Problem to work on: Please change every "Keypoint task" in the entries below to "Landmark task" and give them again with nothing else altered. Leave the pictures out of your answer.

Data extract:
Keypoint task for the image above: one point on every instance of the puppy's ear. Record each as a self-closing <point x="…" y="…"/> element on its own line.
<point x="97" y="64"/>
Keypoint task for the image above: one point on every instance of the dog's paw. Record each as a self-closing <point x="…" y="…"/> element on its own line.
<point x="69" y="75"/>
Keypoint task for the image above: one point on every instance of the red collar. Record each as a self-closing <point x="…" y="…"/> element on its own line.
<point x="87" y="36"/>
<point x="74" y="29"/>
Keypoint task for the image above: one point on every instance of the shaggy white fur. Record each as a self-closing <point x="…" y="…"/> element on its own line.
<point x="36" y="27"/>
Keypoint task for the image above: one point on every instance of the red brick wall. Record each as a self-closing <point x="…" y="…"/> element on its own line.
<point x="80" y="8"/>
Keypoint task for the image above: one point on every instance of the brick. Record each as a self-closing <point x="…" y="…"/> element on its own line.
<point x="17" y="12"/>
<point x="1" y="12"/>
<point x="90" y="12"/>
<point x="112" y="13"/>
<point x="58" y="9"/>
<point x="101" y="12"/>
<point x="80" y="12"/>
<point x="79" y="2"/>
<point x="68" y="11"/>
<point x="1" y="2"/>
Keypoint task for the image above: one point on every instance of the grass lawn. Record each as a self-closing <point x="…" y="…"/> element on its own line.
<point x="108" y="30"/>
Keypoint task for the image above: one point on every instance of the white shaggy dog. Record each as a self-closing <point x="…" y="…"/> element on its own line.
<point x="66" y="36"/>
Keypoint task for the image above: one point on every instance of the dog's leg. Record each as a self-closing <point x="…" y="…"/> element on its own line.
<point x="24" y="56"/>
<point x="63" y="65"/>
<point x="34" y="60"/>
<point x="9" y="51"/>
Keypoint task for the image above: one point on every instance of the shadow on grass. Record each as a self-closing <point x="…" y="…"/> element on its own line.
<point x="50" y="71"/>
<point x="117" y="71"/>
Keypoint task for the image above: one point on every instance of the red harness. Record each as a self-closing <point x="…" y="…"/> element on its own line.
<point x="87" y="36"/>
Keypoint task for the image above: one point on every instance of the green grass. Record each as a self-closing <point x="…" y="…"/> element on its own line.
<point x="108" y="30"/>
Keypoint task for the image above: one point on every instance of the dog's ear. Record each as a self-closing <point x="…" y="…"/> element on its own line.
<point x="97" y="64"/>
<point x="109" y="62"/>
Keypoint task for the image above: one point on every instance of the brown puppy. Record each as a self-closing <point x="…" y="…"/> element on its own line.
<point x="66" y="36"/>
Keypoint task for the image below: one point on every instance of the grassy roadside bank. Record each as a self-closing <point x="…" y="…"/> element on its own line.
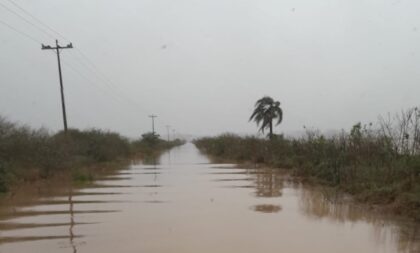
<point x="28" y="155"/>
<point x="377" y="165"/>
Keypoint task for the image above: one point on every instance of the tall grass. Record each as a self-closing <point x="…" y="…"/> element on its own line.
<point x="378" y="163"/>
<point x="29" y="154"/>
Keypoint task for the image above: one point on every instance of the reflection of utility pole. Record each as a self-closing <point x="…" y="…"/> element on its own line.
<point x="63" y="104"/>
<point x="153" y="123"/>
<point x="71" y="237"/>
<point x="167" y="130"/>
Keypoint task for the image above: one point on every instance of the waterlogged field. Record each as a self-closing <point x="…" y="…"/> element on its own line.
<point x="183" y="203"/>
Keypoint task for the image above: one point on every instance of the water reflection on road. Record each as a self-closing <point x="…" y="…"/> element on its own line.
<point x="180" y="202"/>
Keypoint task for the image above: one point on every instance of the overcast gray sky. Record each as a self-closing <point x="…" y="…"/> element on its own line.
<point x="201" y="64"/>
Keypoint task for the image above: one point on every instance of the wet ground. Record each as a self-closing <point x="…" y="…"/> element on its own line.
<point x="181" y="202"/>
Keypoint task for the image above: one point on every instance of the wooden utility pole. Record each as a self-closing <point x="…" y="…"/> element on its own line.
<point x="63" y="103"/>
<point x="167" y="130"/>
<point x="153" y="123"/>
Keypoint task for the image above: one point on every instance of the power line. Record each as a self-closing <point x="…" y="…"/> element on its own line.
<point x="90" y="66"/>
<point x="27" y="21"/>
<point x="20" y="32"/>
<point x="37" y="19"/>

The response:
Landmark task for the image above: one point on every instance of the puppy's ear. Record each as a self-closing <point x="…" y="…"/> element on its own line.
<point x="97" y="64"/>
Landmark task for the image above: one point on every instance of the dog's paw. Record each as a self-closing <point x="…" y="…"/> element on its own line.
<point x="69" y="75"/>
Landmark task for the image above: one point on every instance of the red collar. Record each as a self-closing <point x="…" y="…"/> element on its own line.
<point x="87" y="36"/>
<point x="74" y="29"/>
Landmark task for the image above: one point on every instance of the shaggy white fur. Record each as a self-closing <point x="…" y="…"/> element on its own line.
<point x="36" y="27"/>
Landmark task for the image above: one point on every instance of the red brick wall. Record each as a self-closing <point x="…" y="…"/> element on its own line.
<point x="80" y="8"/>
Landmark task for the image above: one point on every instance of the brick. Record each as a self-closing <point x="…" y="…"/> element on its own line.
<point x="17" y="12"/>
<point x="1" y="12"/>
<point x="90" y="12"/>
<point x="112" y="13"/>
<point x="58" y="9"/>
<point x="101" y="12"/>
<point x="80" y="12"/>
<point x="79" y="2"/>
<point x="68" y="11"/>
<point x="1" y="2"/>
Landmark task for the image above: one point on every instance of the grass lawn. Record each as a self-closing <point x="…" y="…"/> element on its own line.
<point x="108" y="30"/>
Landmark task for the image above: one point on every instance of the white shaggy dog. Record each as a self-closing <point x="…" y="…"/> element on its own line.
<point x="66" y="36"/>
Landmark task for the image above: one point on every instance of the dog's leg. Record each as a self-closing <point x="…" y="…"/> element on its own line.
<point x="24" y="56"/>
<point x="63" y="65"/>
<point x="34" y="60"/>
<point x="9" y="51"/>
Landmark task for the image above: one point on every instance of the shadow on grass. Record each as a self-closing <point x="…" y="…"/> element on its own line.
<point x="50" y="71"/>
<point x="117" y="71"/>
Landmark task for the image above: one point on every instance of the red harness. Record each as a self-closing <point x="…" y="…"/> element on its own line.
<point x="87" y="36"/>
Landmark task for the image above: one point on every instance of the green grass. Record each as a self-closing <point x="…" y="…"/> element on its own line.
<point x="108" y="30"/>
Landmark task for the image above: one point on every instance of the dog's ear. Record each as a self-closing <point x="…" y="…"/> element on its own line.
<point x="97" y="64"/>
<point x="109" y="62"/>
Landmark task for the image above: one point on every instance of the brown puppy. Record each as a self-closing <point x="…" y="…"/> element on its own line.
<point x="66" y="36"/>
Landmark task for the image below: one point on every instance of the grassy roadside bank. Record each as a self-closing <point x="…" y="…"/> element on its own line.
<point x="28" y="155"/>
<point x="377" y="165"/>
Landmark task for the image above: one point on every instance of the tall grass. Record each as a self-closing <point x="…" y="…"/> element on its own line.
<point x="378" y="163"/>
<point x="29" y="154"/>
Landmark task for the image above: one point on every instance of the reflection of utility pole. Record each as a self-closing <point x="…" y="…"/> element on its own line.
<point x="63" y="104"/>
<point x="153" y="123"/>
<point x="71" y="237"/>
<point x="167" y="130"/>
Landmark task for the image above: one point on every instance of the waterlogged field. Record each as a self-closing <point x="…" y="…"/> element on its own line.
<point x="183" y="203"/>
Landmark task for the image above: one point on every instance of the water reflection on road. Record each as a self-closing <point x="…" y="…"/> element on its own line.
<point x="180" y="202"/>
Landmark task for the image above: one point on every instance of the overcast gray sky. Record each as a self-closing <point x="…" y="…"/> element on its own line.
<point x="201" y="64"/>
Landmark task for the image above: one point on every instance of the wet ground. Record each as a self-closing <point x="…" y="…"/> element on its own line.
<point x="181" y="202"/>
Landmark task for the image above: one point on every instance of the wooden utility pole. Record each as a self-closing <point x="…" y="…"/> element on its own line.
<point x="63" y="103"/>
<point x="167" y="130"/>
<point x="153" y="123"/>
Landmark task for the image above: one point on every instance of the power line. Record each as a self-closing <point x="…" y="…"/> element on its own line.
<point x="90" y="66"/>
<point x="27" y="21"/>
<point x="20" y="32"/>
<point x="37" y="19"/>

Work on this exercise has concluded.